Copy out the items below word for word, from the line that has "Target: mini split unit" down to and including the line that has "x=20, y=207". Write only those lines.

START Data for processing

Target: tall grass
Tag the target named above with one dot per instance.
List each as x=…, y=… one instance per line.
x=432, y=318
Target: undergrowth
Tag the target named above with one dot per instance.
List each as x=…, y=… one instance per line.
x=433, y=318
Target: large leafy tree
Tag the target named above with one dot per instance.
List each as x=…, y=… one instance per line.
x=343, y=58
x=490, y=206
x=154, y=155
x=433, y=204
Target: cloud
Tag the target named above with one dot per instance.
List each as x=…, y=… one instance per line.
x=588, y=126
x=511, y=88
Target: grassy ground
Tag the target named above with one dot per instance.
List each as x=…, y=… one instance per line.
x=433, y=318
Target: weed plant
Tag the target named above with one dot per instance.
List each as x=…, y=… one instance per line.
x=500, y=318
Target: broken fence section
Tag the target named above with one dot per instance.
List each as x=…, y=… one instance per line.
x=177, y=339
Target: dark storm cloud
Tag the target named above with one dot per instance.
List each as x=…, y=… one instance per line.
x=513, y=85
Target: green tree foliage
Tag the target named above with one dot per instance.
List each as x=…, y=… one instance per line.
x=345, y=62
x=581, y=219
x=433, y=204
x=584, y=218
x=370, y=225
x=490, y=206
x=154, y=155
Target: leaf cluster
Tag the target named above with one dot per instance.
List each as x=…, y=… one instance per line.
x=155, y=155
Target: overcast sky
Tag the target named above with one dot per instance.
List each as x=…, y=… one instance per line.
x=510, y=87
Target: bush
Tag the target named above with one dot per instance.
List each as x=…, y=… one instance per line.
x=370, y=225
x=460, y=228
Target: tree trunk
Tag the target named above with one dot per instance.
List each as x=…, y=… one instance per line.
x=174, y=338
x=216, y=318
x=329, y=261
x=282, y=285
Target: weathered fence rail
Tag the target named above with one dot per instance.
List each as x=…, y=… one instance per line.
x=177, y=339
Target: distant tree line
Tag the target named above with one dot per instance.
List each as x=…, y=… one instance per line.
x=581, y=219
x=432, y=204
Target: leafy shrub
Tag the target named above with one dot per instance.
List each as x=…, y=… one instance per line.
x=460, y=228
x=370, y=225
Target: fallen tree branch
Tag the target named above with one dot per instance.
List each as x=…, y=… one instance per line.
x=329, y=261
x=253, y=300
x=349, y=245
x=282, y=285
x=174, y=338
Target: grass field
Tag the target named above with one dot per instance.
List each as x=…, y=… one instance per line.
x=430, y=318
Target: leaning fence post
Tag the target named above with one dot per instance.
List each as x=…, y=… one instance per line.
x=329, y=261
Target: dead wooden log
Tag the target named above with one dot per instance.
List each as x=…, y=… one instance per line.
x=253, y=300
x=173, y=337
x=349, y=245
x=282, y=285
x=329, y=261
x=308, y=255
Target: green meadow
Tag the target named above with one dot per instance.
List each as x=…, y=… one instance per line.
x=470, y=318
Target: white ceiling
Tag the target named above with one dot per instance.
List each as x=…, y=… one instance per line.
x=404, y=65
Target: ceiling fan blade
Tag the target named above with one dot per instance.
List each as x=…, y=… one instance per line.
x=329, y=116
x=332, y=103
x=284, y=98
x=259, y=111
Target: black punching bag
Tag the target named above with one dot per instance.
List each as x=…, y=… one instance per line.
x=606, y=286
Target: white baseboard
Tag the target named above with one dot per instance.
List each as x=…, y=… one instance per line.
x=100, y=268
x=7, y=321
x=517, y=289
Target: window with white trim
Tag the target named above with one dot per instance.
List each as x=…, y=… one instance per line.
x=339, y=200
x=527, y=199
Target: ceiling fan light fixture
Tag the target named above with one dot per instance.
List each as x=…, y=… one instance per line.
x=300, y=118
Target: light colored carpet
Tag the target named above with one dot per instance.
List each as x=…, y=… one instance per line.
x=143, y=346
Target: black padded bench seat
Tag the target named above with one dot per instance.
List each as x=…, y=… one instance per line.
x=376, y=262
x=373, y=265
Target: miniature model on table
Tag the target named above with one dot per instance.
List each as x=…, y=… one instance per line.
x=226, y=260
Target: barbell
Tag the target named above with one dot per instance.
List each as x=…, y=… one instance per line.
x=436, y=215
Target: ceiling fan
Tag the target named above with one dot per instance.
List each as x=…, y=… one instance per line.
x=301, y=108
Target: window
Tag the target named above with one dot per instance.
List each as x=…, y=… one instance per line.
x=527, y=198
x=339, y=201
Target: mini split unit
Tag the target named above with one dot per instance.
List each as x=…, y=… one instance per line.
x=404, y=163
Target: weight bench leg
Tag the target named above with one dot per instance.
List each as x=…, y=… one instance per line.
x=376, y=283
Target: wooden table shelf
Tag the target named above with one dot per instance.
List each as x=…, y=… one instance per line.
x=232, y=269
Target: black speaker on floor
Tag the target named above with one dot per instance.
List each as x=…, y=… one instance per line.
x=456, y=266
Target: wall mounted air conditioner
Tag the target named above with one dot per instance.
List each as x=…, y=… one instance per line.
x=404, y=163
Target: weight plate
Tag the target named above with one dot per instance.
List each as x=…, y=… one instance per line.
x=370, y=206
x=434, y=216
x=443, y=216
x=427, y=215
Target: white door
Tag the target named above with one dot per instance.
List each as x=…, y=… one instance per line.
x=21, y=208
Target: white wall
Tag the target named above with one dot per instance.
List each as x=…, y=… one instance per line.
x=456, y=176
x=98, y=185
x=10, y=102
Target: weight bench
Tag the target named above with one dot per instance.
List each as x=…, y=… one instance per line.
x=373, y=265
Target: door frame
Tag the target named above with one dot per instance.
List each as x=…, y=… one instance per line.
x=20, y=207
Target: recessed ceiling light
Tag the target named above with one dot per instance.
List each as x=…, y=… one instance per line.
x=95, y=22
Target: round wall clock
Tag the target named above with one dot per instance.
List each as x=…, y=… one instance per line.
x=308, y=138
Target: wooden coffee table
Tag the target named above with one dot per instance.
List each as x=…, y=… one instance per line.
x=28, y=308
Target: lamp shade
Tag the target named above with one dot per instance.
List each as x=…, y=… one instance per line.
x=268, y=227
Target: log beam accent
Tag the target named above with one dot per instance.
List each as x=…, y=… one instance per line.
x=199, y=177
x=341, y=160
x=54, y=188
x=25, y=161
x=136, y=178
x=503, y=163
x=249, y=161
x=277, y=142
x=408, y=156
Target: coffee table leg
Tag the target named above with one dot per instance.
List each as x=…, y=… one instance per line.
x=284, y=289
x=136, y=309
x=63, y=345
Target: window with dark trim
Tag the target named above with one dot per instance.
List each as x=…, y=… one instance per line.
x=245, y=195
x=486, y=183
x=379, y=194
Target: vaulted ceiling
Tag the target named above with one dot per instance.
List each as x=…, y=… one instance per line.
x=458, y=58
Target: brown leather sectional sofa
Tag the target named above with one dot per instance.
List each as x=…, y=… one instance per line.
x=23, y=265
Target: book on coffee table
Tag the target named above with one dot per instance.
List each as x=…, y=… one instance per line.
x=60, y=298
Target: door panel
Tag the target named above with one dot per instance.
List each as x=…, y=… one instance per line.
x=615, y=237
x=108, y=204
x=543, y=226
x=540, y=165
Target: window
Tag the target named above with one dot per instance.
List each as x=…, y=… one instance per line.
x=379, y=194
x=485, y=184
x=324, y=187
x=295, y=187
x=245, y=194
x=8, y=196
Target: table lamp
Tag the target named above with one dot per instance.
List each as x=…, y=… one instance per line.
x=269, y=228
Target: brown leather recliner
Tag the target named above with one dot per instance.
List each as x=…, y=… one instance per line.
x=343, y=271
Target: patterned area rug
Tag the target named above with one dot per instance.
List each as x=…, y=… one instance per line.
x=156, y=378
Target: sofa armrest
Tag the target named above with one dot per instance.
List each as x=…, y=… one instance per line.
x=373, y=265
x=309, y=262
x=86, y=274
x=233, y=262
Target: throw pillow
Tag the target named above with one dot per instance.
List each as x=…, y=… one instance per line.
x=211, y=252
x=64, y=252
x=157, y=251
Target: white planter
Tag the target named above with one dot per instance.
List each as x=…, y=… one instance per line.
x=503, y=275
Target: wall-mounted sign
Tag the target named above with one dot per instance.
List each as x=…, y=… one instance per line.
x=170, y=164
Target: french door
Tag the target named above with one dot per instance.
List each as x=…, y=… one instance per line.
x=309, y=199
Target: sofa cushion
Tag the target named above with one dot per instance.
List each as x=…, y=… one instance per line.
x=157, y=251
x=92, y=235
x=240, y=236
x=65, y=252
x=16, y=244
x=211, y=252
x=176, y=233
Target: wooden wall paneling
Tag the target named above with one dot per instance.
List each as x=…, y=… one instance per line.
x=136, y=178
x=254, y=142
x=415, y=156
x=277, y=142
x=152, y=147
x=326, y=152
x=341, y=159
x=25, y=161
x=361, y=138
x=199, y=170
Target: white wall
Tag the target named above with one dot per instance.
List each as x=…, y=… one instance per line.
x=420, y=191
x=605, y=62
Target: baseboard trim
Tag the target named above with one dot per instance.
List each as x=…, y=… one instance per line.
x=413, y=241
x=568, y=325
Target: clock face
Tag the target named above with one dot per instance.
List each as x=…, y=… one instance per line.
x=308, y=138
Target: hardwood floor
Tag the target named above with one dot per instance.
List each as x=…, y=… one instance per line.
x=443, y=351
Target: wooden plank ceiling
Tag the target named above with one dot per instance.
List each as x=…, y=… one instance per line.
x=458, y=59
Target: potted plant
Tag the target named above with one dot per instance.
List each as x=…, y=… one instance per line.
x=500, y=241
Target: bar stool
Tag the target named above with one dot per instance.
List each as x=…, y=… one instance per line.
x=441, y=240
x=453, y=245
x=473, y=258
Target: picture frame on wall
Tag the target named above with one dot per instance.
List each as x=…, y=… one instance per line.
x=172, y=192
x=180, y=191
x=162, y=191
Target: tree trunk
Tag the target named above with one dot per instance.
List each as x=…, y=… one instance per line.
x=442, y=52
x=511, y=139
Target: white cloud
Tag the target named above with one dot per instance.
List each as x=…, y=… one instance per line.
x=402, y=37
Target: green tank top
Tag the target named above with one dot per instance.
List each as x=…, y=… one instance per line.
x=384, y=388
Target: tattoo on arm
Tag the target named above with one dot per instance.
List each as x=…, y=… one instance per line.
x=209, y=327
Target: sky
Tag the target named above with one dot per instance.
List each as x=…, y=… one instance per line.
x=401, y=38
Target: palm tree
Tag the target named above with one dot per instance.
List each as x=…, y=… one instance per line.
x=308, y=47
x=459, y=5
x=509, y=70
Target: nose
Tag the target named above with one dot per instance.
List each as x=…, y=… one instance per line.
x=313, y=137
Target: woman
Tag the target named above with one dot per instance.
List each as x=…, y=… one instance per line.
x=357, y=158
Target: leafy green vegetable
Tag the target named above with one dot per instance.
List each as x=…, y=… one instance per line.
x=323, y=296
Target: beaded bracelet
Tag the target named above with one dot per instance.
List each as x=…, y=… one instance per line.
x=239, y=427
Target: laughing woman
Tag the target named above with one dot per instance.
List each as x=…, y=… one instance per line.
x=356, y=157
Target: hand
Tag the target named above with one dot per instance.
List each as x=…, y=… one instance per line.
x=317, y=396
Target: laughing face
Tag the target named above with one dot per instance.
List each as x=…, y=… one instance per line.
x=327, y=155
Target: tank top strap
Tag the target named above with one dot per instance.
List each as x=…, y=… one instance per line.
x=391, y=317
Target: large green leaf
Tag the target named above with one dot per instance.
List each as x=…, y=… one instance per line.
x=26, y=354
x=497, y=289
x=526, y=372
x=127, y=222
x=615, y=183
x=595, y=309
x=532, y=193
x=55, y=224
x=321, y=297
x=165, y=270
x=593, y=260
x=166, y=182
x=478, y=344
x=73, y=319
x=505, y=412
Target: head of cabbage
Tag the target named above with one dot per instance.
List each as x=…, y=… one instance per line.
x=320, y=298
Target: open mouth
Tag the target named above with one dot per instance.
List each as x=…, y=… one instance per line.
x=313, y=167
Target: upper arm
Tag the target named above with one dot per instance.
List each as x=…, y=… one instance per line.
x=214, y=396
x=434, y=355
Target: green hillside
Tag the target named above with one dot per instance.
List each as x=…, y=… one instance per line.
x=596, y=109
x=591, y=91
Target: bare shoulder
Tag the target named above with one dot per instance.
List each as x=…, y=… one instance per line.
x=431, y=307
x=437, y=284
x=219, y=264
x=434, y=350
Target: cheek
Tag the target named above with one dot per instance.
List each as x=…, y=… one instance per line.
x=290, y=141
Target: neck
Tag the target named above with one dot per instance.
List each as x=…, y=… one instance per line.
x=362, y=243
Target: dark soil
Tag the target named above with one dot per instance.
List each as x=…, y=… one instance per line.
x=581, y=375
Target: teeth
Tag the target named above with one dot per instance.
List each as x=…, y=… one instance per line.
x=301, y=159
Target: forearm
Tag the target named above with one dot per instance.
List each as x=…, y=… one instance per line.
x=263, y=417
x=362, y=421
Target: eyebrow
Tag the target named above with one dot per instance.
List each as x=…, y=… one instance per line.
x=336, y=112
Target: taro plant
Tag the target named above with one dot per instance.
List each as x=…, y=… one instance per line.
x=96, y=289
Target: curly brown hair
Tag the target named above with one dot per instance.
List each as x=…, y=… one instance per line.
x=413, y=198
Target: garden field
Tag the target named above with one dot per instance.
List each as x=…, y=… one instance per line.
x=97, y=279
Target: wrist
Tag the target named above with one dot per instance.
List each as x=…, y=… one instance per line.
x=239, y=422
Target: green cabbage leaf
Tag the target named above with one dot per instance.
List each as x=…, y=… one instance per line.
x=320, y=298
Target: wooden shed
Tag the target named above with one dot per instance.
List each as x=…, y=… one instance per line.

END Data for processing

• [Solution to this exercise]
Target: mini split unit
Tag the target named above with one dot per instance.
List each as x=…, y=… one instance per line.
x=404, y=163
Target: weight bench leg
Tag the target named above with one dot per instance.
List each as x=…, y=… one instance per line.
x=376, y=283
Target: wooden table shelf
Tag the target named above with one dot per instance.
List each as x=…, y=… one instance per line.
x=232, y=269
Target: black speaker on floor
Tag the target named above with one dot per instance.
List each as x=…, y=… one instance per line.
x=456, y=266
Target: wall mounted air conditioner
Tag the target named above with one dot per instance.
List each as x=…, y=… one instance per line.
x=404, y=163
Target: weight plate
Tag the target named above with one dot per instance.
List each as x=…, y=… one instance per line.
x=370, y=206
x=434, y=216
x=443, y=216
x=427, y=215
Target: white door
Tag the target named above with one dot per instance.
List each as x=…, y=… one instance per line.
x=21, y=208
Target: white wall
Tag the target named above with one dot per instance.
List each as x=…, y=… one instance per line.
x=456, y=176
x=98, y=185
x=10, y=102
Target: weight bench
Tag the target named above with one dot per instance.
List each as x=…, y=… one instance per line.
x=373, y=265
Target: door frame
Tag the target named above with one dot per instance.
List each as x=…, y=… one instance per line.
x=20, y=207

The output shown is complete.